Every line below that has the string "blue" needs to be copied.

Materials provided section start

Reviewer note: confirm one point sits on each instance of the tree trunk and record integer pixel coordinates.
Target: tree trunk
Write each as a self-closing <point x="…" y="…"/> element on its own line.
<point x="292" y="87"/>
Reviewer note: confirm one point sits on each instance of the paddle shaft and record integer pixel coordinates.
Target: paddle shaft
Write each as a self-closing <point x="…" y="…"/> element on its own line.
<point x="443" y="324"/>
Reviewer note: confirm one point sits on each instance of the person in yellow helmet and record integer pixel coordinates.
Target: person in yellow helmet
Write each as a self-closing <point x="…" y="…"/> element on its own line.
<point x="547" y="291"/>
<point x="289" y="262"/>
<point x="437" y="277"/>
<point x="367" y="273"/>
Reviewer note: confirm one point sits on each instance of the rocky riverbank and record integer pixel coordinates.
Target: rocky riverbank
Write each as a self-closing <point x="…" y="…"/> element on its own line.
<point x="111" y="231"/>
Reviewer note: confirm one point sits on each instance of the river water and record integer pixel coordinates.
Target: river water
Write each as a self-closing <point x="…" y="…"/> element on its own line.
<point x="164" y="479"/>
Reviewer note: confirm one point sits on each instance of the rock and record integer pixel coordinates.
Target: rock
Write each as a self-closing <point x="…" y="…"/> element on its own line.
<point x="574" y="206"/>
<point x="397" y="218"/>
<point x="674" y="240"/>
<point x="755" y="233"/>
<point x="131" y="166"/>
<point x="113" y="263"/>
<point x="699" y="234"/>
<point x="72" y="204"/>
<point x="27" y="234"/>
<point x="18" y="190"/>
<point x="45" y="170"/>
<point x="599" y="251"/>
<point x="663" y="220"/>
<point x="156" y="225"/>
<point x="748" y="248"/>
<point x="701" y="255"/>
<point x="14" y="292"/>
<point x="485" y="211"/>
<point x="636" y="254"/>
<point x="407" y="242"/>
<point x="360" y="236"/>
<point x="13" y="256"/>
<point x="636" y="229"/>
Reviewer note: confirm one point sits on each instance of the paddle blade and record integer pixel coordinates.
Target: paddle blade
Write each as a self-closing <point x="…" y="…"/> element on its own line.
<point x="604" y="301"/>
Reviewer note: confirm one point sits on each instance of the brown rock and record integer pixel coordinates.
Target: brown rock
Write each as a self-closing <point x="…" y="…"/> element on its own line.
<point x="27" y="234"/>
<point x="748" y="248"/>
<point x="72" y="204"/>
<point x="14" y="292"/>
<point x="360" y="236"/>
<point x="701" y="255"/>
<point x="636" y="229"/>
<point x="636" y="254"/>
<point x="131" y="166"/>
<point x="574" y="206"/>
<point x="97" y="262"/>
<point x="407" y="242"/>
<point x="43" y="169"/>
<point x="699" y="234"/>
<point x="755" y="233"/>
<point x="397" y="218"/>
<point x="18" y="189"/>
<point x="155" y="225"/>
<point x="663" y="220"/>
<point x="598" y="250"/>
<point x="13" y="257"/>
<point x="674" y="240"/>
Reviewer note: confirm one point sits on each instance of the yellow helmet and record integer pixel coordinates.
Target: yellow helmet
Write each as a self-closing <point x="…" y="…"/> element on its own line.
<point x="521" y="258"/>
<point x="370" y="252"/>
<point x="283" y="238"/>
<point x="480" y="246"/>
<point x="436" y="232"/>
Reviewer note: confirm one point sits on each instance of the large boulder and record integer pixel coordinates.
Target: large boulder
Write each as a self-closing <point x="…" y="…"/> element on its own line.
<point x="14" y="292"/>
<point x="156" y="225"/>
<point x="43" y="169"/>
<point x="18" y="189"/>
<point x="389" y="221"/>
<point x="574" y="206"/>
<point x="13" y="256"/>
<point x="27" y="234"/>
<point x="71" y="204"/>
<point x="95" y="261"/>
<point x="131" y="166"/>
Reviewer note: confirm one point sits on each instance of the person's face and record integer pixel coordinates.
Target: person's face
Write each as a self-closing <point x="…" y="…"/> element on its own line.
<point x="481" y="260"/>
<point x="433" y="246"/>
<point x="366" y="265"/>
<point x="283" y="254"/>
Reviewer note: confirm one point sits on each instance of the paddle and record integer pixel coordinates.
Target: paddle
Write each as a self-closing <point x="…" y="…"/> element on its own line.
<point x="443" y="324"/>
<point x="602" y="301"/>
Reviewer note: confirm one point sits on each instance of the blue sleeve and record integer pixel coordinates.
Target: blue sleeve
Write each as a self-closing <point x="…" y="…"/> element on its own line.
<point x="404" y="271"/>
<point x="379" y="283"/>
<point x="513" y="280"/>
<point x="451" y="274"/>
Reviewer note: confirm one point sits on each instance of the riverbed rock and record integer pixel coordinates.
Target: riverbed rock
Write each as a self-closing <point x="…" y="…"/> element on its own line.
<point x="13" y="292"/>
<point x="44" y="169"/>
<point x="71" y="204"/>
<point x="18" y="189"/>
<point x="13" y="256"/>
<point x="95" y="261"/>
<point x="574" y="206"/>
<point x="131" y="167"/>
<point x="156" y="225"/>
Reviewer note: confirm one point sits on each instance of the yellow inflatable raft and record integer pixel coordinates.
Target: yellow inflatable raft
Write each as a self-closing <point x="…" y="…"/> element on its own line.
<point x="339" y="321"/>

Materials provided section end

> **Problem solution**
Reviewer note: confirm one point sits on each instance of the blue sleeve and record integer pixel coordinates.
Target: blue sleeve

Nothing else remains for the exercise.